# [RECORD SET]
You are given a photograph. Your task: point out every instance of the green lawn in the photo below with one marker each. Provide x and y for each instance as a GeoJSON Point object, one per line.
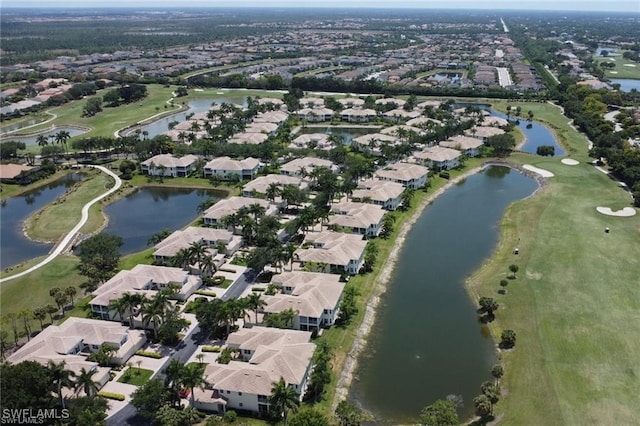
{"type": "Point", "coordinates": [58, 218]}
{"type": "Point", "coordinates": [32, 291]}
{"type": "Point", "coordinates": [135, 376]}
{"type": "Point", "coordinates": [624, 68]}
{"type": "Point", "coordinates": [575, 303]}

# [REQUEST]
Please convert the items above into a two-column CSV with the headers instruction and answer, one row per item, putting each item's text and its answer in single quoted fields with line breaks replaced by spaces. Leave the pictures out.

# [WRITTEN ANSWER]
instruction,answer
"You are given a photograph. Your task: point out every instance of the green lawn in the photo below with one marker each. Provide x and y for each instance as a GeoJSON Point object, one per line.","{""type"": ""Point"", ""coordinates"": [58, 218]} {""type"": ""Point"", ""coordinates"": [32, 291]} {""type"": ""Point"", ""coordinates"": [135, 376]} {""type"": ""Point"", ""coordinates"": [624, 68]} {""type"": ""Point"", ""coordinates"": [575, 303]}"